(What is needed):
Copy every line of the records exactly, without including the images.

[Referring expression data]
# # # # # # #

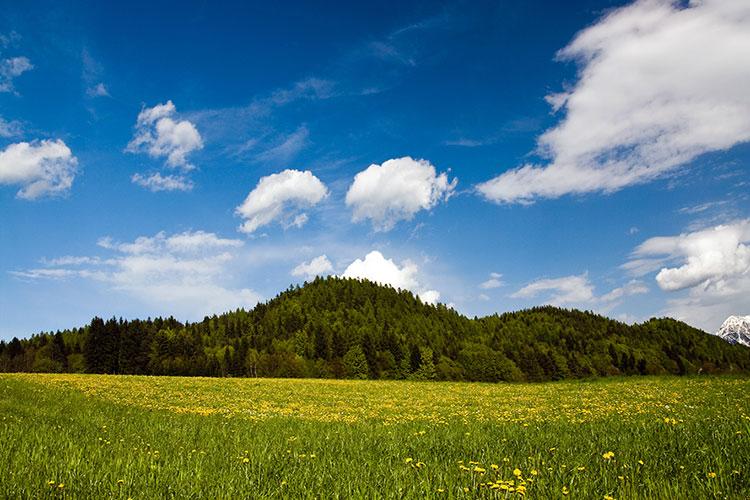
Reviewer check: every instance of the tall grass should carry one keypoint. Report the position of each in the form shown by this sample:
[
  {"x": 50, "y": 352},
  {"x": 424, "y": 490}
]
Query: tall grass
[{"x": 146, "y": 437}]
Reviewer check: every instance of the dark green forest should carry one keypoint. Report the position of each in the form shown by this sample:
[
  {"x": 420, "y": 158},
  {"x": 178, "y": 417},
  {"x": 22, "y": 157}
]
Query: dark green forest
[{"x": 343, "y": 328}]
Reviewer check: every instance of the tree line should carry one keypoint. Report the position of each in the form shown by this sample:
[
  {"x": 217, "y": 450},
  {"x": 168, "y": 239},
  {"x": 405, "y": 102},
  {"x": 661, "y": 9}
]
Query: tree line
[{"x": 343, "y": 328}]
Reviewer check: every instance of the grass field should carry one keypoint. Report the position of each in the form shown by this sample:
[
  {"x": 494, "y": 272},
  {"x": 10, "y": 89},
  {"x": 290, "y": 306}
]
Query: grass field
[{"x": 88, "y": 436}]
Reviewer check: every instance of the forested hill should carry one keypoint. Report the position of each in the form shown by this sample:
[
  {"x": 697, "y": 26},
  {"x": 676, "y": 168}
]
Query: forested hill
[{"x": 336, "y": 327}]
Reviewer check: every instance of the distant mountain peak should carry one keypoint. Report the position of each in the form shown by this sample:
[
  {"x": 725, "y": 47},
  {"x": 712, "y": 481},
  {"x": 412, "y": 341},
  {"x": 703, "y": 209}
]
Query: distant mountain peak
[{"x": 736, "y": 330}]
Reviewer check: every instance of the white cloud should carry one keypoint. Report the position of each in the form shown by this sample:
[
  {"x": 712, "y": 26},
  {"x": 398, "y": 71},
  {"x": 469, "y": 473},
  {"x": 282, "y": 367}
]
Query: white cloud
[
  {"x": 281, "y": 196},
  {"x": 98, "y": 90},
  {"x": 709, "y": 257},
  {"x": 568, "y": 289},
  {"x": 633, "y": 287},
  {"x": 157, "y": 182},
  {"x": 711, "y": 266},
  {"x": 183, "y": 274},
  {"x": 319, "y": 266},
  {"x": 160, "y": 134},
  {"x": 397, "y": 190},
  {"x": 577, "y": 289},
  {"x": 9, "y": 128},
  {"x": 376, "y": 268},
  {"x": 41, "y": 168},
  {"x": 10, "y": 69},
  {"x": 660, "y": 84},
  {"x": 495, "y": 281}
]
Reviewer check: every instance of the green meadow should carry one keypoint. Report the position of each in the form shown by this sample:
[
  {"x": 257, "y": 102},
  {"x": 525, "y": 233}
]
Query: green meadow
[{"x": 98, "y": 436}]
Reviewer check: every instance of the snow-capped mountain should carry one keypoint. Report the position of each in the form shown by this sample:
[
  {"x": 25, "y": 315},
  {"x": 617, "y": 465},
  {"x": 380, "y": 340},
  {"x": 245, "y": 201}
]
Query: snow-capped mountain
[{"x": 736, "y": 330}]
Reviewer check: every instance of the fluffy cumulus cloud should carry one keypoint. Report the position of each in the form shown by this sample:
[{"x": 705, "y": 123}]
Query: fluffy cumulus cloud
[
  {"x": 376, "y": 268},
  {"x": 660, "y": 83},
  {"x": 98, "y": 90},
  {"x": 183, "y": 274},
  {"x": 9, "y": 128},
  {"x": 156, "y": 182},
  {"x": 160, "y": 134},
  {"x": 709, "y": 257},
  {"x": 281, "y": 197},
  {"x": 41, "y": 168},
  {"x": 396, "y": 190},
  {"x": 319, "y": 266},
  {"x": 577, "y": 289},
  {"x": 710, "y": 266},
  {"x": 10, "y": 69}
]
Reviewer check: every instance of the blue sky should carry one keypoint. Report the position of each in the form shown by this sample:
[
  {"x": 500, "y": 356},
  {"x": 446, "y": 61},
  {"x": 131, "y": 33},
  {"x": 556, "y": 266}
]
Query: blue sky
[{"x": 187, "y": 158}]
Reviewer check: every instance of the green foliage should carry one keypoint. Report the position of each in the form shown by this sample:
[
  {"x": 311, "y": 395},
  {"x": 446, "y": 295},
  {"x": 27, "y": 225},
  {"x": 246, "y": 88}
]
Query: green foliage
[
  {"x": 430, "y": 441},
  {"x": 356, "y": 363},
  {"x": 327, "y": 327}
]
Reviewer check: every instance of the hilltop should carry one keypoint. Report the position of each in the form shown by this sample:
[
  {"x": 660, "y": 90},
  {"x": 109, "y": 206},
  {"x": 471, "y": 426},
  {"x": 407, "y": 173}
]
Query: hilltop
[{"x": 344, "y": 328}]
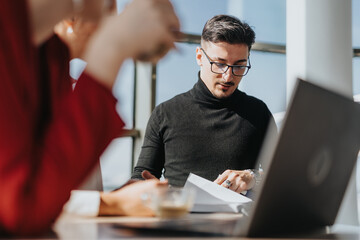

# # # # # # #

(Problem solution):
Reviewer check: every instance of the tall grass should carry one keypoint. Report the position of each in the form shown by this sample:
[
  {"x": 50, "y": 352},
  {"x": 424, "y": 490}
]
Query: tall grass
[{"x": 146, "y": 437}]
Reviewer check: every instance of the dark green forest should carry one keypoint. Report the position of each in the form shown by this sample:
[
  {"x": 420, "y": 158},
  {"x": 178, "y": 417},
  {"x": 22, "y": 157}
]
Query: dark green forest
[{"x": 343, "y": 328}]
Reviewer check: every instance of the tree line should carry one keypoint. Report the position of each in the form shown by this sample:
[
  {"x": 217, "y": 450},
  {"x": 168, "y": 239},
  {"x": 405, "y": 102},
  {"x": 661, "y": 9}
]
Query: tree line
[{"x": 343, "y": 328}]
Reviewer check: every instance of the grass field should carry one keypoint. Report the position of each in the form shown by this sample:
[
  {"x": 494, "y": 272},
  {"x": 10, "y": 89},
  {"x": 290, "y": 306}
]
Query: grass field
[{"x": 88, "y": 436}]
Reviewer check: every instance of the forested hill should carry one keypoint. Report the position of each in the form shown by this sample:
[
  {"x": 697, "y": 26},
  {"x": 676, "y": 168}
]
Query: forested hill
[{"x": 336, "y": 327}]
Reviewer check: every instance of the distant mountain peak should carry one keypoint. Report the position of each in the form shown by this sample:
[
  {"x": 725, "y": 47},
  {"x": 712, "y": 481},
  {"x": 412, "y": 341},
  {"x": 703, "y": 209}
]
Query: distant mountain peak
[{"x": 736, "y": 330}]
Reviewer check: every instance of the white cloud should carry one keypoint. Report the position of each in the form shown by this sample:
[
  {"x": 712, "y": 26},
  {"x": 398, "y": 71},
  {"x": 469, "y": 473},
  {"x": 282, "y": 367}
]
Query: white cloud
[
  {"x": 281, "y": 196},
  {"x": 98, "y": 90},
  {"x": 709, "y": 257},
  {"x": 568, "y": 289},
  {"x": 633, "y": 287},
  {"x": 157, "y": 182},
  {"x": 711, "y": 266},
  {"x": 183, "y": 274},
  {"x": 319, "y": 266},
  {"x": 160, "y": 134},
  {"x": 397, "y": 190},
  {"x": 577, "y": 289},
  {"x": 9, "y": 128},
  {"x": 376, "y": 268},
  {"x": 41, "y": 168},
  {"x": 10, "y": 69},
  {"x": 660, "y": 84},
  {"x": 495, "y": 281}
]
Reviewer check: every instance of the green meadow should carry one keypoint. Report the position of each in the form shown by this sample:
[
  {"x": 257, "y": 102},
  {"x": 525, "y": 233}
]
Query: green meadow
[{"x": 98, "y": 436}]
Reviewer check: every instance of the snow-capped mountain should carry one keypoint. Report the position of each in the form shown by this sample:
[
  {"x": 25, "y": 315},
  {"x": 617, "y": 465},
  {"x": 380, "y": 340},
  {"x": 245, "y": 201}
]
Query: snow-capped mountain
[{"x": 736, "y": 330}]
Reviewer check: every instance of the fluffy cumulus cloud should carry one keypoint. Report the position of each in the form shown by this sample:
[{"x": 705, "y": 123}]
Query: fluffy cumulus cloud
[
  {"x": 376, "y": 268},
  {"x": 660, "y": 83},
  {"x": 98, "y": 90},
  {"x": 183, "y": 274},
  {"x": 9, "y": 128},
  {"x": 156, "y": 182},
  {"x": 160, "y": 134},
  {"x": 709, "y": 257},
  {"x": 281, "y": 197},
  {"x": 41, "y": 168},
  {"x": 396, "y": 190},
  {"x": 319, "y": 266},
  {"x": 577, "y": 289},
  {"x": 710, "y": 266},
  {"x": 10, "y": 69}
]
Reviewer check: every instance of the blue sky should carry one keypoint. Report the position of each in the form shown by this sample:
[
  {"x": 500, "y": 356},
  {"x": 446, "y": 61},
  {"x": 131, "y": 33},
  {"x": 556, "y": 266}
]
Query: blue sky
[{"x": 187, "y": 158}]
Reviewer check: every instance of the green foliage should carry one keypoint. Report the position of each in the form shown by this sample:
[
  {"x": 311, "y": 395},
  {"x": 446, "y": 295},
  {"x": 27, "y": 225},
  {"x": 246, "y": 88}
]
Query: green foliage
[
  {"x": 430, "y": 441},
  {"x": 356, "y": 363},
  {"x": 327, "y": 327}
]
Reviewer check: every instance of the hilltop should carry one keypoint. Report the position of each in the form shown by this sample:
[
  {"x": 660, "y": 90},
  {"x": 109, "y": 206},
  {"x": 471, "y": 426},
  {"x": 407, "y": 173}
]
Query: hilltop
[{"x": 344, "y": 328}]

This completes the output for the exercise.